# Why are the General Epistles ingnored?



## etexas (Jul 1, 2007)

My Church (in Sunday School is doing a line by line study of 1st and 2nd Peter), I have enjoyed it greatly so far, but I began to ask myself why it seems that the catholic epistles receive so little of our focus both in private and corporate worship. I have been a Christian now since '94 and I feel I am now just truly getting to know these 7 wonderful gems in our canon. I just wondered if anyone else has had the same experience of discovery (or rediscovery), with this group of Epistles. Grace and Peace.


----------



## bookslover (Jul 1, 2007)

I follow Jesus said:


> My Church (in Sunday School is doing a line by line study of 1st and 2nd Peter), I have enjoyed it greatly so far, but I began to ask myself why it seems that the catholic epistles receive so little of our focus both in private and corporate worship. I have been a Christian now since '94 and I feel I am now just truly getting to know these 7 wonderful gems in our canon. I just wondered if anyone else has had the same experience of discovery (or rediscovery), with this group of Epistles. Grace and Peace.



Yeah, it seems as if John, Acts, Romans, 1 Corinthians, Ephesians, Hebrews, and Revelation get most of the attention in public worship. A Christian who faithfully attends worship for many years may get 2 or 3 trips through John in a 20 or 30 year span, but will probably never hear a verse-by-verse exposition of, say, James. So much for preaching "the whole counsel of God."

Whenever a church gets a new pastor, it's almost stereotypical of him to begin his ministry by preaching through the Gospel of John. It's practically a law...

By the way, since you're going through 1 Peter, I hope you're being exposed to Robert Leighton's commentary from the 17th century. It's his sermons from the book, originally preached in the 1630s. John Brown, in his 19th-century commentary, freely admits that he used Leighton's work as his main inspiration and guide.


----------



## etexas (Jul 1, 2007)

bookslover said:


> Yeah, it seems as if John, Acts, Romans, 1 Corinthians, Ephesians, Hebrews, and Revelation get most of the attention in public worship. A Christian who faithfully attends worship for many years may get 2 or 3 trips through John in a 20 or 30 year span, but will probably never hear a verse-by-verse exposition of, say, James. So much for preaching "the whole counsel of God."
> 
> Whenever a church gets a new pastor, it's almost stereotypical of him to begin his ministry by preaching through the Gospel of John. It's practically a law...

■ Stated task 1: Copy the forum thread on the General Epistles from "# Why are the" up to and including "bookslover (Jul 1, 2007)", swapping "Sunday School" for "Bible class".
The thread and the rows are unrelated to each other.

■ Material provided:

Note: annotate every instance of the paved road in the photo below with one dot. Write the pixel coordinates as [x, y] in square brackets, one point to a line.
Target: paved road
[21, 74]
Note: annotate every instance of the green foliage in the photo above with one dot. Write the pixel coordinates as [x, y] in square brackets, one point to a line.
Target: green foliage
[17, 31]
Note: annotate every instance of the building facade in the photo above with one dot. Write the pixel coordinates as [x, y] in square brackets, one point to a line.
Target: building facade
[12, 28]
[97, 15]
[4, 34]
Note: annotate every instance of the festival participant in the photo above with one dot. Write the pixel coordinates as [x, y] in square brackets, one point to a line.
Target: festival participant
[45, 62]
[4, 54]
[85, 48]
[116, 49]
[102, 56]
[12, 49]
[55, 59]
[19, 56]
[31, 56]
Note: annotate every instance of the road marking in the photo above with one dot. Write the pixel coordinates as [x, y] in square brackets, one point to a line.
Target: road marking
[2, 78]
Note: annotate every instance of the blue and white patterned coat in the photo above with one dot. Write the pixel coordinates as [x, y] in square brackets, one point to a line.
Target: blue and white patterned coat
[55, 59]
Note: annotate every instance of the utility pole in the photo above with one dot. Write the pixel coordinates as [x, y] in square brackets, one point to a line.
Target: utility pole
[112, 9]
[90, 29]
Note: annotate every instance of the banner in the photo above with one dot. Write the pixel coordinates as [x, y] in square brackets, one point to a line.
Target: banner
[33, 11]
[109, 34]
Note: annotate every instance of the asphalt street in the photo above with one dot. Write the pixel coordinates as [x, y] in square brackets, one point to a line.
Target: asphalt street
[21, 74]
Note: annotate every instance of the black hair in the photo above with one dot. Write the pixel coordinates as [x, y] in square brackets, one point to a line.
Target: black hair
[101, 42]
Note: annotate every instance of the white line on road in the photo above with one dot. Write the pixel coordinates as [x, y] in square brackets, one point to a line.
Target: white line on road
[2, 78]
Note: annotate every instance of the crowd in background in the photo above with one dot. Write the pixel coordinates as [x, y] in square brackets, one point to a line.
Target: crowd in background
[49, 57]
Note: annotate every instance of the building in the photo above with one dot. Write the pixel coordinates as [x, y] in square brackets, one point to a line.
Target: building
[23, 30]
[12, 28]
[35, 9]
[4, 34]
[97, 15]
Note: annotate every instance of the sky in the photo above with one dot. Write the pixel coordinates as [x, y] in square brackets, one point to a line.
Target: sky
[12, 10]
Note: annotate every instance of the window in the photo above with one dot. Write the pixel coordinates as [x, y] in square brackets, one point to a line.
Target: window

■ Stated task 2: Present the rows from the line with "Note: annotate every instance of the blue" up to and including the last row as a Markdown table with the columns Row and Line, numbering each one and skipping blank lines.

■ Expected answer 1:
# Why are the General Epistles ingnored?



## etexas (Jul 1, 2007)

My Church (in Bible class is doing a line by line study of 1st and 2nd Peter), I have enjoyed it greatly so far, but I began to ask myself why it seems that the catholic epistles receive so little of our focus both in private and corporate worship. I have been a Christian now since '94 and I feel I am now just truly getting to know these 7 wonderful gems in our canon. I just wondered if anyone else has had the same experience of discovery (or rediscovery), with this group of Epistles. Grace and Peace.


----------



## bookslover (Jul 1, 2007)

■ Expected answer 2:
| Row | Line |
|---|---|
| 1 | Note: annotate every instance of the blue and white patterned coat in the photo above with one dot. Write the pixel coordinates as [x, y] in square brackets, one point to a line. |
| 2 | Target: blue and white patterned coat |
| 3 | [55, 59] |
| 4 | Note: annotate every instance of the utility pole in the photo above with one dot. Write the pixel coordinates as [x, y] in square brackets, one point to a line. |
| 5 | Target: utility pole |
| 6 | [112, 9] |
| 7 | [90, 29] |
| 8 | Note: annotate every instance of the banner in the photo above with one dot. Write the pixel coordinates as [x, y] in square brackets, one point to a line. |
| 9 | Target: banner |
| 10 | [33, 11] |
| 11 | [109, 34] |
| 12 | Note: annotate every instance of the asphalt street in the photo above with one dot. Write the pixel coordinates as [x, y] in square brackets, one point to a line. |
| 13 | Target: asphalt street |
| 14 | [21, 74] |
| 15 | Note: annotate every instance of the black hair in the photo above with one dot. Write the pixel coordinates as [x, y] in square brackets, one point to a line. |
| 16 | Target: black hair |
| 17 | [101, 42] |
| 18 | Note: annotate every instance of the white line on road in the photo above with one dot. Write the pixel coordinates as [x, y] in square brackets, one point to a line. |
| 19 | Target: white line on road |
| 20 | [2, 78] |
| 21 | Note: annotate every instance of the crowd in background in the photo above with one dot. Write the pixel coordinates as [x, y] in square brackets, one point to a line. |
| 22 | Target: crowd in background |
| 23 | [49, 57] |
| 24 | Note: annotate every instance of the building in the photo above with one dot. Write the pixel coordinates as [x, y] in square brackets, one point to a line. |
| 25 | Target: building |
| 26 | [23, 30] |
| 27 | [12, 28] |
| 28 | [35, 9] |
| 29 | [4, 34] |
| 30 | [97, 15] |
| 31 | Note: annotate every instance of the sky in the photo above with one dot. Write the pixel coordinates as [x, y] in square brackets, one point to a line. |
| 32 | Target: sky |
| 33 | [12, 10] |
| 34 | Note: annotate every instance of the window in the photo above with one dot. Write the pixel coordinates as [x, y] in square brackets, one point to a line. |
| 35 | Target: window |